EXCERPTED TEXT>
▶

Example of VEC network topology.

We sue 3 metrics to analyze system performance. The delay metrics include the transmission delay, execution delay, and propagation delay, which depend on the simulated scenario. Note that execution delay is the time at which the task is executed on a local or neighboring server. The success rate metric is defined as the percentage of tasks successfully migrated to a neighboring VEC server. The success rate is obtained by dividing the number of task migrations by the total number of tasks (i.e., success rate = migrated tasks / total tasks). It is used to observe the probability of successful task migrations. The elapsed time metric is the run time of the algorithm in the real system, which is directly obtained from the system on the testing platform. The CPU frequence of the testbed affects the elapsed time. The faster the CPU speed, the shorter the time required to execute the algorithms.

In the context of the simulated VEC network topology, 172 packets are transmitted throughout the VEC network when the RI packet generation is set to 10 Hz. It takes 0.00344 s for total transmission, as shown in Fig. 6. As the frequency of RI packet generation increases, the network cost. In this figure, when the RI packet generation reaches 50 Hz, the number of packets and transmission time increase from 1720 and 0.00344 s to 8600 and 0.0172 s, respectively. Maintaining the same architecture but increasing the number of servers to 60 in the VEC network, as shown in Fig. 6, leads to an increase in the number of packets and transmission time, reaching 25,800 and 0.0516 s, respectively. Consequently, as the frequency increases, the number of packets and transmission time increase accordingly.

Fig. 6figure 6

Analysis of the VEC network.

We set data rates of 309.1 Mbps and 618.1 Mbps as calculated by 5G New Radio Frequency Ranges 1 for the Uu interface according to41 when the maximum resource block allocation in 5G NR is set to 135 and 270, respectively. The data transmission rate is influenced by numerous factors, including the ratio of time slots in data transmission, the network environment, the number of online users, and the processing capabilities of the sender and receivers. Table 7. provides additional simulation parameters.

Table 7 Simulation parameters.

We performed a comprehensive comparison of our scheme against the following baselines:

Adjustable analytic hierarchy process37 (AAHP)

The AAHP employs a similar approach to select the target server for task migration, with the ability to adjust its weight matrix for the previous decision.

Dijkstra40

Dijkstra’s algorithm is a method for finding the shortest paths between nodes in a weighted graph. It is commonly used to determine the shortest path from a source node to all other nodes.

Open Shortest Path First (OSPF)42,43 is a link-state routing protocol utilized by every node within a network. The fundamental concept of OSPF is that each node maintains a table or map of its connectivity to the network. Each node then independently calculates the shortest routing path to every possible destination in the network using Dijkstra’s algorithm. If multiple paths with the same cost exist to a given destination, tasks can be allocated to these paths.

◀

LISTING>
▶

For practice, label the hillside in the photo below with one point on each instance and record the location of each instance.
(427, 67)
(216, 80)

◀
▶

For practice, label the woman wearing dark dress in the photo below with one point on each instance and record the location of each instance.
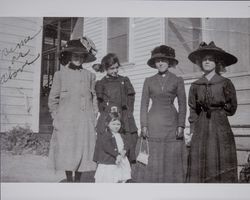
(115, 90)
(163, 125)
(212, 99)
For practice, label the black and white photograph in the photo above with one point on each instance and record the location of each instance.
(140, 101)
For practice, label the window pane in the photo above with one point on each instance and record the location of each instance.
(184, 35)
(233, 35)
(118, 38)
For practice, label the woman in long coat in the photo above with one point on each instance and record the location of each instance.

◀

JOBS>
1. In the excerpt on the VEC network, which data rates were set for the Uu interface?
2. In the rows, change "long coat" to "winter coat" in the lines between the one holding "For practice, label the window" and the one holding "For practice, label the woman in", inclusive. Write out only those lines, with nothing else altered.
The excerpted text and the rows are unrelated material.

ANSWERS FOR THIS EXERCISE>
1. 309.1 Mbps and 618.1 Mbps.

2.
For practice, label the window pane in the photo above with one point on each instance and record the location of each instance.
(184, 35)
(233, 35)
(118, 38)
For practice, label the woman in winter coat in the photo above with one point on each instance and record the location of each instance.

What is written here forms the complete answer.